= WHAT YOU WILL DO =
Rewrite the whole listing below as a two-column CSV with the header instruction,coordinates, one row per instruction, holding its full text and its answer. Put each in a single quoted field, with line breaks replaced by spaces.

= SUPPLIED RECORDS =
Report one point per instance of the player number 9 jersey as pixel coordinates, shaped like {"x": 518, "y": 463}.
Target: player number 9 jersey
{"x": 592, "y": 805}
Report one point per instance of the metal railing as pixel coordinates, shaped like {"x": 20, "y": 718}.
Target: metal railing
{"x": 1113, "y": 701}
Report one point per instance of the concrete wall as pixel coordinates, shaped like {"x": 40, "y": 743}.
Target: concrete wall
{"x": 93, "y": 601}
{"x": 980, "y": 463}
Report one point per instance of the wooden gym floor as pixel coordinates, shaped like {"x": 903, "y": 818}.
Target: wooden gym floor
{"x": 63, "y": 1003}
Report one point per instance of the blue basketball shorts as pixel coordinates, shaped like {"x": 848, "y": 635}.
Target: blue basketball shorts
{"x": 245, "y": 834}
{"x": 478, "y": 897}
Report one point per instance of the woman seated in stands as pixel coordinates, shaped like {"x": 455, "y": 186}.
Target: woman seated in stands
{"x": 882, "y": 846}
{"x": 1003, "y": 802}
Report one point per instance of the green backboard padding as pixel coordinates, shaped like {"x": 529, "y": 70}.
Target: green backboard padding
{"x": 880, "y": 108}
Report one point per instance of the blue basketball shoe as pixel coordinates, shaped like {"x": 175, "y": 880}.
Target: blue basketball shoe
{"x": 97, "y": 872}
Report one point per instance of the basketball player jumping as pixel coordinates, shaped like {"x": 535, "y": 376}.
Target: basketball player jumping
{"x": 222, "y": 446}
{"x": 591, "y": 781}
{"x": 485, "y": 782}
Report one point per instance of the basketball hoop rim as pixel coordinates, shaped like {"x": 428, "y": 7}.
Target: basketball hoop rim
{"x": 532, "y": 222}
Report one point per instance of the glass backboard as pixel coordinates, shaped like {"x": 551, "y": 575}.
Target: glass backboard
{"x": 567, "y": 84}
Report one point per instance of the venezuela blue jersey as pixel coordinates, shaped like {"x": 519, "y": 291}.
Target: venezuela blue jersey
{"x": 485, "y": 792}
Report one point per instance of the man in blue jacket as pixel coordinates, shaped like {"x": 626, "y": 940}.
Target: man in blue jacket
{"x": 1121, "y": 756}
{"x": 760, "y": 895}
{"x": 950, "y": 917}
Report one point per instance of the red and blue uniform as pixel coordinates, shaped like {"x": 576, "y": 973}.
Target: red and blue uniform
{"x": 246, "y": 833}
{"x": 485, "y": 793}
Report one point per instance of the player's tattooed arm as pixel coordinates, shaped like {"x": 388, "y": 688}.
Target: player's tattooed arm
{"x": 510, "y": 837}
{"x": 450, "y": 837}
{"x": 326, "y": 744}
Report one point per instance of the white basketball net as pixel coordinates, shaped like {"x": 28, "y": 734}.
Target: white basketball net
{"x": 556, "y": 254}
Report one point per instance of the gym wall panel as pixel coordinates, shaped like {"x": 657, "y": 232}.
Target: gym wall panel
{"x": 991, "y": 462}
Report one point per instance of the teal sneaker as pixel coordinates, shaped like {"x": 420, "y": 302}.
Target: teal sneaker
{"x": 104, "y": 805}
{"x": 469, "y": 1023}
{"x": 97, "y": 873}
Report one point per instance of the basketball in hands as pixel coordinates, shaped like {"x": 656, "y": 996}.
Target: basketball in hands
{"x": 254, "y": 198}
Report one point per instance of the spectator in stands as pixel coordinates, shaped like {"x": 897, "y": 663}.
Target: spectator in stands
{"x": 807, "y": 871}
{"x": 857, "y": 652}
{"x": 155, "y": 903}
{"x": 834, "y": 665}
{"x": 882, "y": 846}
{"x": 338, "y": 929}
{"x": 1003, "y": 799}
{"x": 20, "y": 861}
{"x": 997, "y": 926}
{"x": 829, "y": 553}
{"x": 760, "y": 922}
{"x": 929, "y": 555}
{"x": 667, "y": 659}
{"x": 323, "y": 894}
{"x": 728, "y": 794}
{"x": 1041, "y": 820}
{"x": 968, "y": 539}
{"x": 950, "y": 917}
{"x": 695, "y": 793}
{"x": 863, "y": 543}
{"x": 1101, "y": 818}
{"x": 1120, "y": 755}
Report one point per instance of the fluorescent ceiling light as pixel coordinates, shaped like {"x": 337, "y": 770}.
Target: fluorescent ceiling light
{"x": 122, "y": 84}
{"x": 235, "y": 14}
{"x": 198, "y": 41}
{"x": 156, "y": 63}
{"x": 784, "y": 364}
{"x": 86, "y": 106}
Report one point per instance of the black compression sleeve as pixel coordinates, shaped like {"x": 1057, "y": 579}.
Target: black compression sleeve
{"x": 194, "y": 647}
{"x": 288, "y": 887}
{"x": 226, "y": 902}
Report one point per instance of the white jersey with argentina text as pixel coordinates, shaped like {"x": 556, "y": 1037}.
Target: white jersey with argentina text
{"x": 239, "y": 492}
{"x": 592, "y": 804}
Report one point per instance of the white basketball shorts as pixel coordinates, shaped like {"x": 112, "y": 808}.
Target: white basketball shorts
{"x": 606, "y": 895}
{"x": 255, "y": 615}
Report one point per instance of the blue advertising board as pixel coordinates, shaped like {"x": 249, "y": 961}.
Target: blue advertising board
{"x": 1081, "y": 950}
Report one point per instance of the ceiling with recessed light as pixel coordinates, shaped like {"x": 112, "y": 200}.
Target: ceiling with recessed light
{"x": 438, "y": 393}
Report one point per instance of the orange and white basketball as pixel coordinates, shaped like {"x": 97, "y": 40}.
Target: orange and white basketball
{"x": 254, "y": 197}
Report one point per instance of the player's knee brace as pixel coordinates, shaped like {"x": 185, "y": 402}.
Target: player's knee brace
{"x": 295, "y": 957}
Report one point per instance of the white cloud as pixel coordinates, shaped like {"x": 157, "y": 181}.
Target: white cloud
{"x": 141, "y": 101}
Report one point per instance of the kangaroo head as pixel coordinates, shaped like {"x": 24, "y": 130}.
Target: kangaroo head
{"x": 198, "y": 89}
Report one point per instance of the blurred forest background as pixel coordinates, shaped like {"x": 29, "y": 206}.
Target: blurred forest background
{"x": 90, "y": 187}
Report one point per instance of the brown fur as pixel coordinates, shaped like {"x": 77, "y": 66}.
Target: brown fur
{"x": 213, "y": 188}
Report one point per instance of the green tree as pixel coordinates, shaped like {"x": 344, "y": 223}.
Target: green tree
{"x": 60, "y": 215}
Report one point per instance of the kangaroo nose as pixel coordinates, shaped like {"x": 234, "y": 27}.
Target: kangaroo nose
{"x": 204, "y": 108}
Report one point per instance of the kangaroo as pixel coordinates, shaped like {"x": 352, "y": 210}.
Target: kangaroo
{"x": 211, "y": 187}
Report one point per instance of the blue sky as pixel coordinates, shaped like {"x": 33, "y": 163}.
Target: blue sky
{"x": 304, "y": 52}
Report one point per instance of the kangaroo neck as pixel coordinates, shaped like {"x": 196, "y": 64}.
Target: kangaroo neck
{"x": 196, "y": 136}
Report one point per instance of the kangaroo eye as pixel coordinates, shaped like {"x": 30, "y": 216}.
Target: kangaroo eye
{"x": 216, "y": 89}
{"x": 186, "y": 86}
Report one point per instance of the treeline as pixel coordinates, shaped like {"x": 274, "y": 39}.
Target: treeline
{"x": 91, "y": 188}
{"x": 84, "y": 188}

= SOLVED EXERCISE =
instruction,coordinates
"Report one point per instance of the player number 9 jersey as pixel coordinates, shaped like {""x"": 518, ""y"": 463}. Target: player number 9 jersey","{""x"": 592, ""y"": 805}"
"Report one point per instance of the metal railing as pixel coordinates, shaped like {""x"": 20, ""y"": 718}. Target: metal railing","{""x"": 1113, ""y"": 701}"
"Report one point per instance of the concrete wall as pixel coordinates, shaped like {""x"": 40, ""y"": 743}. Target: concrete wall","{""x"": 93, ""y"": 601} {""x"": 980, ""y"": 463}"
"Report one point per instance of the wooden gym floor as pixel coordinates, shaped like {""x"": 903, ""y"": 818}. Target: wooden gym floor","{""x"": 63, ""y"": 1003}"
"Report one point per instance of the blue basketball shorts as pixel coordinates, shaped like {""x"": 848, ""y"": 635}. Target: blue basketball shorts","{""x"": 245, ""y"": 834} {""x"": 478, ""y"": 897}"
"Report one point per instance of the woman seated in stands as pixel coordinates, shaped like {""x"": 455, ""y"": 186}. Target: woman seated in stands","{""x"": 882, ""y"": 846} {""x"": 1003, ""y"": 802}"
"Report one point per instance of the green backboard padding as pixel coordinates, shaped like {""x"": 529, ""y"": 70}. Target: green backboard padding","{""x"": 880, ""y"": 108}"
"Report one point per instance of the blue basketball shoe as pixel coordinates, shaped like {""x"": 175, ""y"": 880}. Target: blue basketball shoe","{""x"": 97, ""y"": 872}"
"Report one point per instance of the basketball player jumping as pixel coordinates, shaped like {""x"": 535, ""y"": 376}. Target: basketball player jumping","{""x"": 222, ""y"": 446} {""x"": 591, ""y"": 781} {""x"": 485, ""y"": 782}"
"Report one point per instance of the basketball hoop rim as pixel coordinates, shaped like {""x"": 428, ""y"": 7}. Target: basketball hoop rim","{""x"": 532, ""y"": 222}"
"Report one point per instance of the glass backboard as pixel coordinates, shaped like {""x"": 551, ""y"": 575}. Target: glass backboard","{""x"": 567, ""y"": 84}"
"Report one point per instance of the venezuela blue jersey as pixel coordinates, shaped like {""x"": 519, ""y"": 291}. Target: venezuela blue jersey","{""x"": 485, ""y"": 792}"
"Report one point per instance of the man in blue jacket as pixel coordinates, shaped like {""x"": 626, ""y"": 940}. Target: man in blue jacket","{""x"": 1121, ""y"": 756} {""x"": 760, ""y"": 895} {""x"": 950, ""y"": 917}"
"Report one point per instance of the red and blue uniform as pixel coordinates, shaped like {""x"": 576, ""y"": 973}. Target: red and blue uniform","{""x"": 246, ""y"": 833} {""x"": 485, ""y"": 793}"
"Report one point per instance of the player's tattooed arm as pixel coordinates, shaped like {""x"": 388, ""y"": 688}. Target: player's tattooed arm","{""x"": 510, ""y"": 837} {""x"": 450, ""y"": 837} {""x"": 326, ""y"": 744}"
"Report one point per instance of the white basketball net as pixel coordinates, shaped like {""x"": 28, ""y"": 734}. Target: white basketball net","{""x"": 556, ""y"": 254}"
"Report one point per instance of the gym wall panel as pixel coordinates, shaped like {""x"": 657, ""y"": 232}. Target: gym wall panel","{""x"": 991, ""y"": 462}"
"Report one point per instance of the teal sneaker as pixel coordinates, shaped like {""x"": 420, ""y"": 302}. Target: teal sneaker","{""x"": 104, ""y"": 805} {""x"": 469, ""y"": 1023} {""x"": 97, ""y"": 873}"
"Report one point per instance of the basketball in hands as pixel coordinates, shaped like {""x"": 656, ""y"": 996}. Target: basketball in hands","{""x"": 254, ""y"": 198}"
"Report one point per instance of the spectator in stands as pixel coordinates, shaped like {""x"": 897, ""y"": 663}. Target: spectator in stands","{""x"": 807, ""y"": 871} {""x"": 857, ""y"": 652} {""x"": 155, ""y"": 903} {""x"": 834, ""y"": 665} {""x"": 882, ""y"": 846} {""x"": 338, ""y"": 929} {""x"": 1003, ""y"": 799} {""x"": 20, ""y"": 861} {""x"": 997, ""y"": 926} {""x"": 829, ""y"": 553} {""x"": 760, ""y"": 922} {""x"": 929, ""y"": 555} {""x"": 667, ""y"": 659} {""x"": 323, ""y"": 894} {""x"": 728, ""y"": 794} {""x"": 1041, ""y"": 820} {""x"": 968, ""y"": 539} {""x"": 950, ""y"": 917} {""x"": 695, ""y"": 793} {""x"": 863, ""y"": 543} {""x"": 1101, ""y"": 818} {""x"": 1120, ""y"": 755}"
"Report one point per instance of the fluorescent ceiling light as pixel coordinates, shaped like {""x"": 337, ""y"": 770}. Target: fluorescent ceiling light","{""x"": 122, ""y"": 84} {""x"": 235, ""y"": 14} {""x"": 198, ""y"": 41} {""x"": 156, ""y"": 63} {""x"": 784, ""y"": 364} {""x"": 86, ""y"": 106}"
"Report one point per instance of the black compression sleeve as pixel coordinates, shaped like {""x"": 1057, ""y"": 579}. Target: black compression sleeve","{""x"": 194, ""y"": 647} {""x"": 288, ""y"": 887} {""x"": 226, ""y"": 902}"
"Report one point per instance of the white jersey with argentina text as pixel coordinates, shaped like {""x"": 556, ""y"": 1037}. Target: white jersey with argentina text","{""x"": 239, ""y"": 492} {""x"": 592, ""y"": 804}"
"Report one point per instance of the white basketball shorts as pixel coordinates, shaped like {""x"": 112, ""y"": 808}. Target: white basketball shorts","{""x"": 606, ""y"": 895} {""x"": 255, ""y"": 615}"
"Report one point per instance of the blue advertising board as pixel coordinates, shaped like {""x"": 249, ""y"": 961}. Target: blue advertising board","{""x"": 1081, ""y"": 950}"
"Report one point per instance of the ceiling with recessed light as pixel coordinates, shaped like {""x"": 112, ""y"": 200}. Target: ceiling with recessed light","{""x"": 438, ""y"": 393}"
"Report one point per instance of the orange and white basketball as pixel coordinates, shaped like {""x"": 97, ""y"": 40}. Target: orange and white basketball","{""x"": 254, ""y"": 197}"
"Report one point per instance of the player's knee brace as pixel coordinates, shaped like {""x"": 185, ""y"": 402}. Target: player's knee brace","{""x"": 295, ""y"": 957}"
"Report one point per instance of the white cloud as pixel coordinates, shaped like {""x"": 157, ""y"": 181}. Target: white cloud","{""x"": 141, ""y"": 101}"
"Report one point per instance of the kangaroo head as pixel coordinates, shaped like {""x"": 24, ""y"": 130}. Target: kangaroo head","{""x"": 198, ""y"": 89}"
"Report one point per instance of the blurred forest background as pixel coordinates, shaped like {""x"": 29, ""y"": 206}. Target: blurred forest background","{""x"": 90, ""y"": 187}"
"Report one point per instance of the brown fur as pixel coordinates, shaped like {""x"": 77, ""y"": 66}. Target: brown fur","{""x"": 213, ""y"": 188}"
"Report one point per instance of the green tree as pixel coordinates, shaped like {""x"": 344, ""y"": 223}. Target: green tree","{""x"": 60, ""y"": 215}"
"Report one point per instance of the kangaroo nose as pixel coordinates, shaped like {""x"": 234, ""y"": 27}. Target: kangaroo nose","{""x"": 204, ""y"": 108}"
"Report one point per instance of the kangaroo as pixel coordinates, shaped like {""x"": 352, ""y"": 210}. Target: kangaroo","{""x"": 211, ""y"": 187}"
"Report one point per instance of the blue sky as pixel coordinates, shaped like {""x"": 33, ""y"": 163}. Target: blue sky","{""x"": 304, ""y"": 52}"
"Report one point per instance of the kangaroo neck as pixel coordinates, shaped like {""x"": 196, ""y"": 64}. Target: kangaroo neck","{""x"": 196, ""y"": 136}"
"Report one point per instance of the kangaroo eye as pixel coordinates, shaped like {""x"": 30, ""y"": 216}. Target: kangaroo eye","{""x"": 216, ""y"": 89} {""x"": 186, ""y"": 86}"
"Report one point per instance of the treeline as pixel coordinates, shaped like {""x"": 274, ""y"": 39}. Target: treeline","{""x"": 91, ""y"": 188} {""x"": 84, ""y"": 188}"